§ **To be done**
Copy the lines of the records below exactly as they are.

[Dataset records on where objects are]
** BEGIN **

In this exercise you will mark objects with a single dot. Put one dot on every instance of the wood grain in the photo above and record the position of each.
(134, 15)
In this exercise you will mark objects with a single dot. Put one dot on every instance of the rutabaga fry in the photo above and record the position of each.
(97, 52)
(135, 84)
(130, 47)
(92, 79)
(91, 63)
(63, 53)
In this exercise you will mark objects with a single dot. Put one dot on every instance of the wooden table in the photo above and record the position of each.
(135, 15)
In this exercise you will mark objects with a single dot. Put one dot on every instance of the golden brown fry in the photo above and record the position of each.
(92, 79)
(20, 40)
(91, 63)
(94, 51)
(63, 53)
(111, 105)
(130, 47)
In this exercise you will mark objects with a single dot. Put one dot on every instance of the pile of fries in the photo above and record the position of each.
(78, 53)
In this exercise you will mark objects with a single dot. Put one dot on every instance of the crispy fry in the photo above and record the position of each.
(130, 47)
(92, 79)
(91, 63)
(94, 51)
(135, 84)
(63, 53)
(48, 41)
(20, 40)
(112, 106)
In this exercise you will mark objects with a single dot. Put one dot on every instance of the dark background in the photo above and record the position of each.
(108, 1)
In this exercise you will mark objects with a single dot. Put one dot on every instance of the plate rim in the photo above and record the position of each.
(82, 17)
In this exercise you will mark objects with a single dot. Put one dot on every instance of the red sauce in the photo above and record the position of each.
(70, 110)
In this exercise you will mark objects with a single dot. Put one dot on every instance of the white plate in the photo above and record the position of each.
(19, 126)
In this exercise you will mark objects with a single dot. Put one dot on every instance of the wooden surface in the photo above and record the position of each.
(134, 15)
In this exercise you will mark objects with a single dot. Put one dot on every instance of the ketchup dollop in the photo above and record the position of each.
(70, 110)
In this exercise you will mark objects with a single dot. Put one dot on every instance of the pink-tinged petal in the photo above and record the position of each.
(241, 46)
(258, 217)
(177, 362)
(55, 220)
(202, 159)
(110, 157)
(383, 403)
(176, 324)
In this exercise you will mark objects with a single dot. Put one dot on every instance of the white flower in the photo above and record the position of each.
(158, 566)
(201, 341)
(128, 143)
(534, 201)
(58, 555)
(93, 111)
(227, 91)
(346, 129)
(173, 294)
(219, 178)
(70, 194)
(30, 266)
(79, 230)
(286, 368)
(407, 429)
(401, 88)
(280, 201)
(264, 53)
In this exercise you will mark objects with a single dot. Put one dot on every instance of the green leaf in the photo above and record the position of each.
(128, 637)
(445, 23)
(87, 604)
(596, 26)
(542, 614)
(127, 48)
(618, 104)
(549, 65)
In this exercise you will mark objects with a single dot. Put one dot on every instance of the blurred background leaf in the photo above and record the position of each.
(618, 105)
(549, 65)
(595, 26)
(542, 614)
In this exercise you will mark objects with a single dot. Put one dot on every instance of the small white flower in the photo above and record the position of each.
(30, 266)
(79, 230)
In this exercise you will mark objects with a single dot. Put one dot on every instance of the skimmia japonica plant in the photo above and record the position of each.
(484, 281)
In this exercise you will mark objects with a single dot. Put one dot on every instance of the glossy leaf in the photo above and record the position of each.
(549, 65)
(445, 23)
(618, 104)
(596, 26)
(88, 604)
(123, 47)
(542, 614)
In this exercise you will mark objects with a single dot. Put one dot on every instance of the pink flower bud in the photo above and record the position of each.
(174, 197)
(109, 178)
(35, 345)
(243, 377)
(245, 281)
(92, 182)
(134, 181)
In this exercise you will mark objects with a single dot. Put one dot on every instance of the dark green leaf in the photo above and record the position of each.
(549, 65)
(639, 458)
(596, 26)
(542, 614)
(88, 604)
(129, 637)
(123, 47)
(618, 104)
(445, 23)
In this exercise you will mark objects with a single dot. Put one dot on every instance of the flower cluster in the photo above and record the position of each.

** END **

§ **The result**
In this exercise you will mark objects with a single dot. Put one dot on every instance of the wood grain in the photo above and record the position of each.
(134, 15)
In this exercise you will mark objects with a single dot. Put one dot on every instance of the rutabaga fry in the photo above and record the position of each.
(97, 52)
(135, 84)
(130, 47)
(92, 79)
(91, 63)
(63, 53)
In this exercise you will mark objects with a single dot. Put one dot on every instance of the wooden table in the photo above and record the position of each.
(135, 15)
In this exercise you will mark objects with a single dot. Put one dot on every instance of the golden brown fry in the photo above and record the position of each.
(92, 79)
(20, 40)
(91, 63)
(94, 51)
(63, 53)
(111, 105)
(130, 47)
In this exercise you will mark objects with a single dot. Put one dot on every instance of the pile of fries in the photo above and record the position of each.
(78, 53)
In this exercise you will mark objects with a single dot. Put one dot on every instance of the crispy fry in the photo above and record the position of each.
(130, 47)
(92, 79)
(91, 63)
(94, 51)
(135, 84)
(63, 53)
(48, 41)
(20, 40)
(112, 106)
In this exercise you will mark objects with a single dot. Put one dot on every instance of the dark background in the photo above and record the position of each.
(108, 1)
In this exercise you will mark objects with a single dot. Put one dot on every instance of the plate rim in the photo above and record the position of each.
(82, 17)
In this exercise you will mark objects with a single dot. Put one dot on every instance of the red sauce in the photo above and record the position of each.
(70, 110)
In this exercise you will mark objects with a single dot. Put one dot on every instance of the white plate in the photo above and record the position of each.
(19, 126)
In this exercise you will mark objects with a single dot. Put one dot on every instance of the wooden surface in the photo above and record the position of each.
(134, 15)
In this exercise you will mark objects with a single dot. Put one dot on every instance of the ketchup dollop in the photo above and record the position of each.
(70, 110)
In this exercise you will mark objects with a single dot. Put one dot on every instance of the pink-tinged petal in the photo above and record the position of each.
(241, 46)
(258, 217)
(177, 362)
(55, 220)
(202, 159)
(110, 157)
(383, 403)
(176, 324)
In this exercise you will mark objects with a single dot. Put one dot on every instance of the white flower in the photo above and record the position of each.
(158, 566)
(201, 341)
(128, 143)
(534, 201)
(58, 555)
(93, 111)
(227, 91)
(346, 129)
(173, 294)
(219, 178)
(70, 194)
(30, 266)
(79, 230)
(286, 368)
(407, 429)
(401, 88)
(280, 201)
(264, 53)
In this exercise you will mark objects with a single dot. Put one dot on every instance of the green leaf in the photo above and record the position of each.
(128, 637)
(445, 23)
(87, 604)
(596, 26)
(542, 614)
(127, 48)
(618, 104)
(549, 65)
In this exercise you will mark objects with a single dot. Put one dot on every instance of the blurred background leaf in the photo above and record the position of each.
(618, 105)
(549, 65)
(595, 26)
(542, 614)
In this exercise you will mark objects with a single dot. Put one dot on every instance of the small white flower in the photo above and record the position of each.
(30, 266)
(79, 230)
In this exercise you will mark objects with a single dot. Put one dot on every instance of the skimmia japonica plant in the photo above and record the position of each.
(484, 281)
In this exercise you will mark objects with a single dot. Put one dot on every instance of the glossy leaf in the photo above and record the position of each.
(549, 65)
(445, 23)
(618, 104)
(596, 26)
(88, 604)
(123, 47)
(542, 614)
In this exercise you will mark objects with a single dot. Put one dot on every instance of the pink flower bud in the photo above and record the position of each.
(174, 197)
(109, 178)
(35, 345)
(243, 377)
(245, 281)
(92, 182)
(134, 181)
In this exercise you will mark objects with a single dot. Put one dot on every instance of the dark green leaf in the photo above and record the position of each.
(549, 65)
(639, 458)
(596, 26)
(542, 614)
(88, 604)
(129, 637)
(123, 47)
(618, 104)
(445, 23)
In this exercise you will mark objects with a single dot. Put one dot on every instance of the flower cluster in the photo above and record the position of each.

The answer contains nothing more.